## PASSAGE GIVEN
(begin)

Table 2 presents the DAEP summary statistics during the analysis period. The majority of DAEP values range between approximately 26.62 USD/MWh and 58.15 USD/MWh (25th to 75th percentile), with a mean of 50.05 USD/MWh and a standard deviation of 55.27 USD/MWh, which the XGBoost model in Figure 2 forecasts relatively more accurately (Figure 2). However, extreme price fluctuations are evident, with a minimum of −19.24 USD/MWh and a maximum of 1577.51 USD/MWh, highlighting significant market volatility. These sharp deviations indicate challenges in forecasting, as sudden price spikes and negative pricing events suggest high sensitivity to supply–demand imbalances, regulatory factors, and external shocks. Therefore, the XGBoost model’s strength lies in its ability to learn from historical data and identify linear and non-linear relationships, which serves it well under normal market conditions.
The SHAP analysis showed that predictors such as US federal holidays achieved 0 SHAP values and were removed from the model. The SHAP analysis in Figure 3a provides insight into the feature importance driving the XGBoost model’s predictions of the DAEP, as illustrated in Figure 2. This analysis reveals that historical price lags are the most influential predictors, with the previous hour’s DAEP (lag_1h) exhibiting the highest mean SHAP value, indicating a substantial impact on the model output with a contribution of approximately 12.99 units (i.e., 25.01% of the total contribution). The same hour from the previous day (lag_24) follows closely, contributing around 9.37 units (i.e., 18.10% of the total contribution), highlighting the market’s reliance on short-term and daily recurrent price trends. These findings highlight the inertial nature of energy markets, where recent price movements and diurnal patterns, driven by consistent demand cycles such as morning and evening peaks, play a pivotal role in shaping day-ahead pricing. Engineered features, like the 30-day moving average (moving_avg_30d), contributed moderately, with 3.01 units, i.e., 5.82% contribution, capturing longer-term trends that reflect gradual shifts in market conditions, such as seasonal demand variations or supply availability. Cyclical features, encoded using sine and cosine transformations, further enhance the model’s temporal sensitivity. Sine components, including day_of_week_sin (approximately 2.92 units and 5.63% contribution), hour_sin (approximately 2.21 units and 4.27% contribution), and month_sin (1.26 units and 2.34% contribution), outperform their cosine counterparts (day_of_week_cos, hour_cos, month_cos), suggesting a stronger alignment with peak demand periods, such as midweek for day_of_week_sin, evening hours for hour_sin, and seasonal extremes for month_sin, that drive significant price fluctuations. Additional features, such as price_diff_24h (approximately 2.91 units and 5.63% contribution), load_forecast (approximately 2.23 units and 4.31% contribution), and real_time_price_lag24 (approximately 2.23 units and 4.30% contribution), contribute to detecting short-term shocks, forward-looking demand signals, and immediate supply–demand imbalances, respectively, adding to the model’s predictive capability.

(end)

## WRITTEN TASKS
a. In the passage on day-ahead electricity prices, what was the maximum DAEP value?
b. Extend the passage on day-ahead electricity price forecasting from the point where it stops.
The records are separate material, apart from the passage on day-ahead electricity prices.

## PROVIDED INFORMATION
(begin)

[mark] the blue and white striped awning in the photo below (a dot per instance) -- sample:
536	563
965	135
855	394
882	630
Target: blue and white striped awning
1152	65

(end)

## ANSWERS FOR THE EXERCISE
a. 1577.51 USD/MWh

b.
The SHAP summary plot in Figure 3b complements these findings by illustrating the direction and magnitude of each feature’s impact on the model output. The plot shows that lag_1h and lag_24 consistently exert a positive influence on DAEP predictions, with SHAP values extending into the positive range (up to 500 units), indicating that upward price movements in the immediate past strongly correlate with higher day-ahead prices. Cyclical features, like hour_sin and day_of_week_sin, also show positive SHAP values during peak demand periods (e.g., evening hours or midweek), reinforcing their role in capturing demand-driven price spikes. The spread of SHAP values for these features, marked by red (high feature values) and blue (low feature values), reveals a broad range of impacts, suggesting that the model adapts to varying market conditions. In contrast, features like price_diff_1h and wind_forecast exhibit more balanced positive and negative impacts, with SHAP values ranging from −100 to +200 units, reflecting their sensitivity to short-term volatility and renewable energy supply fluctuations. The lower contributions of shorter-term moving averages (e.g., moving_avg_3h, moving_avg_6h) and cosine components (e.g., month_cos) indicate diminishing returns in capturing rapid changes within those timeframes or transitional phases, as energy prices are more responsive to peak demand events than gradual shifts.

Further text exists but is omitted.